→ TASK
According to the excerpt below on child sexual abuse substantiations in Australia, what partly accounts for the differences in the numbers of children across jurisdictions? Answer in one to three sentences.

→ EXCERPT TO READ
An eight-year study of substantiations of child sexual abuse across the states and territories of Australia

Results

 

Figure 1 shows, first, that the number of children in substantiations of sexual abuse in New South Wales (NSW) was much higher than in any other jurisdiction. Secondly, numbers rose throughout the period in New South Wales, Victoria (Vic), Western Australia (WA) and South Australia (SA), and fell in Queensland (Qld). Thirdly, numbers in Tasmania (Tas), Northern Territory (NT) and Australian Capital Territories (ACT) were very small compared with other jurisdictions.

 

Table1.

Numbers of children in substantiations of child sexual abuse across the states and territories of Australia.

 

 

 

 

The variation in numbers can partly be attributed to population size. New South Wales has the largest population of all the jurisdictions, followed by Victoria, Queensland and Western Australia.

 

And over the eight-year period, the population grew in all jurisdictions except Tasmania. Figure 2 shows, for each jurisdiction, the numbers of children in substantiations of sexual abuse per 10,000 children aged 0-17 in the population.

 

 

Table 2  Children in substantiations of sexual abuse: incidence per 10,000

children

 

After adjustment for population size, New South Wales remained an outlier, but the incidence of child sexual abuse in the smallest jurisdictions and in South Australia was no longer overshadowed.

 

The volatility in Northern Territory is difficult to interpret without further information. The peak in 2007-08 represents 110 abused children; the trough in 2012-13 only 16. The incidence of CSA in Tasmania fell over the period and that in the Australian Capital Territories rose and then fell back.

→ EXTRACTED INFORMATION
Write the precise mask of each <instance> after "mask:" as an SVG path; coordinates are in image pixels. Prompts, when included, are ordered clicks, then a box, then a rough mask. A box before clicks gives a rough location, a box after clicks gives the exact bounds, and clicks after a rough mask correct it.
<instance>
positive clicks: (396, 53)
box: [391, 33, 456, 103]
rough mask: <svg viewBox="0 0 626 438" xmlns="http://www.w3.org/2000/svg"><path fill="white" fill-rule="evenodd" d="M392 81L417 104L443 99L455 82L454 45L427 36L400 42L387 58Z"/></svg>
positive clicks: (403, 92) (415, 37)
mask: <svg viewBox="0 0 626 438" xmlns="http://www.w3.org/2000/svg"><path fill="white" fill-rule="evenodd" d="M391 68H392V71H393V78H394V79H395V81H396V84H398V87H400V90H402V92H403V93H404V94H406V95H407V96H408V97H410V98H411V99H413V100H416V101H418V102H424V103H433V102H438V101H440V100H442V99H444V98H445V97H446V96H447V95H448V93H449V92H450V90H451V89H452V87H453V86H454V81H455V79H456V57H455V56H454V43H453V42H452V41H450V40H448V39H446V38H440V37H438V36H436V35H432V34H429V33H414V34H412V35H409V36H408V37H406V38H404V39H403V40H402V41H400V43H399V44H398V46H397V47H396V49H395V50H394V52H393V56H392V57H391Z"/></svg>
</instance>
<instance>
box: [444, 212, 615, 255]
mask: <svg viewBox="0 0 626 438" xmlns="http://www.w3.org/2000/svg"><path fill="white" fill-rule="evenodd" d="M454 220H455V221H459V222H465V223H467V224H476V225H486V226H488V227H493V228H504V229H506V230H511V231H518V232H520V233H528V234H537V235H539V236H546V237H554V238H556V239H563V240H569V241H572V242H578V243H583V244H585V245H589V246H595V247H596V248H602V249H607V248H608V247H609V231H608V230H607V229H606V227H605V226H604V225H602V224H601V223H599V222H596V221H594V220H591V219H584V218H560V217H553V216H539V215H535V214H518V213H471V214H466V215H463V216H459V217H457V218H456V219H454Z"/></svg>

→ SOLVED EXERCISE
The variation can partly be attributed to population size. New South Wales has the largest population of all the jurisdictions, followed by Victoria, Queensland and Western Australia.